TEXTO PROPORCIONADO:
# # #
La experiencia que el niño tiene con su propio cuerpo durante la primera infancia no deviene solamente de sus automatismos arcaicos (reflejos y disposiciones de función en su SNC) sino también de otras tres fuentes estructurantes: 1) de la percepción y ejercicio que eleva esos automatismos al nivel de la subjetivación, 2) del modo en que sus cuidadores primarios (en general tenemos allí la figura de la madre) transforman esos automatismos en experiencia de satisfacción por la vía del placer, 3) del significado atribuido por el entorno social y familiar a cada conquista madurativa del infans. Es por esa causa que el niño se esfuerza en apropiarse tanto del dominio de su cuerpo cuanto del saber del otro para él mismo tornarse agente de su satisfacción. El desarrollo así concebido no consiste en la espera pasiva de los momentos marcados en el reloj genético ni tampoco como el fruto de la imposición de figuras estandarizadas de la función (sea bajo la forma normal o bajo la forma patológica), sino como un trabajo de conquista y transformación mediante la subjetivación singular del organismo.
# # #
Entradas de datos guardadas:
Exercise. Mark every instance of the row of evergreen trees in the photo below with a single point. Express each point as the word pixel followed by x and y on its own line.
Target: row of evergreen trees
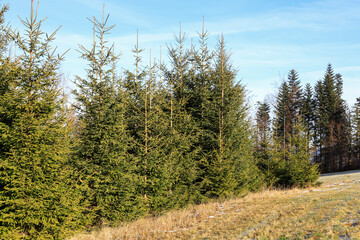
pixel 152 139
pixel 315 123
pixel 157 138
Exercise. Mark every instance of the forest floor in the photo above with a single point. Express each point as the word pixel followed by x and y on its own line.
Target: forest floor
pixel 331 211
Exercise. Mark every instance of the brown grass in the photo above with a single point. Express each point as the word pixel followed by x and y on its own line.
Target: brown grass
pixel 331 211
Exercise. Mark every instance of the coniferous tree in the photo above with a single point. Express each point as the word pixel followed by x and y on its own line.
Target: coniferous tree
# # #
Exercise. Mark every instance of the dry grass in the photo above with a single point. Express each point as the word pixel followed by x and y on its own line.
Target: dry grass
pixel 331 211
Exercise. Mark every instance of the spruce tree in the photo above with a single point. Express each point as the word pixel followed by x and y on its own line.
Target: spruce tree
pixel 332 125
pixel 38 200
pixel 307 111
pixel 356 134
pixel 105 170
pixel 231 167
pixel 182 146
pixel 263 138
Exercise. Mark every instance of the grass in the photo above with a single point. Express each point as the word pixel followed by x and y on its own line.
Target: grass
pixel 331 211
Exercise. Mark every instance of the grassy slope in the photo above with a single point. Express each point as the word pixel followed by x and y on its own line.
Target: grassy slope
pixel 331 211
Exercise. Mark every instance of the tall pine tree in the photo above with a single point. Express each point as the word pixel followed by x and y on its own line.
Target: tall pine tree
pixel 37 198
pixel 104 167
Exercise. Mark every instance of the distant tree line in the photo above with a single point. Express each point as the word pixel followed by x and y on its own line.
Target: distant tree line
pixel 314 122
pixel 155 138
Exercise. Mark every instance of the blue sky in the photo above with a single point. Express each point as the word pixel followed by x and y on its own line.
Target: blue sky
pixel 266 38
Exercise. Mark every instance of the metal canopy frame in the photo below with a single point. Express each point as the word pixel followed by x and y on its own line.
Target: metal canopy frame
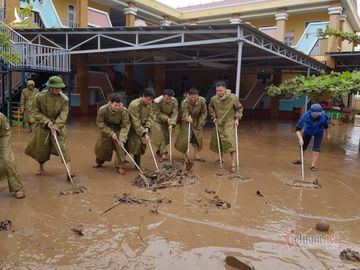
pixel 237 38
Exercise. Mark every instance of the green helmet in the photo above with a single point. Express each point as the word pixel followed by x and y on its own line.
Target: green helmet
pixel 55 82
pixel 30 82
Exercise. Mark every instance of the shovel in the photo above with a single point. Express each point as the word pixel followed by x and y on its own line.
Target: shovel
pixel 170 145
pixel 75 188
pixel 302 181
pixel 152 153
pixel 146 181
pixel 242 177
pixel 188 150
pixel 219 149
# # #
TAREA A REALIZAR:
Continúa el texto sobre la experiencia del niño con su propio cuerpo en la primera infancia a partir de su última oración.

RESULTADO DE LA TAREA:
El punto de partida para tal concepción orientadora de las intervenciones tempranas en patologías del desarrollo reside en este libro. Efectivamente podemos encontrar en él una cuidadosa descripción de los signos y procedimientos clínicos para evaluar la maduración neurológica y sus consecuentes transformaciones posturales durante el primer año de vida, al mismo tiempo que se analiza el papel que tales transformaciones tienen en la progresión del dominio y reconocimiento del propio cuerpo. Tal perspectiva de hecho abrió campo para el engarce interdisciplinario, por un lado con la psicología cognitiva —especialmente en lo que atañe a las “reacciones circulares primarias” descriptas por Jean Piaget como contribución a la construcción de los esquemas de la inteligencia psicomotriz— y, por otro lado, con el psicoanálisis —en lo concerniente a la estructuración del yo en el “estadio del espejo” conceptualizado por Jacques Lacan un paso más allá del real Ich freudiano.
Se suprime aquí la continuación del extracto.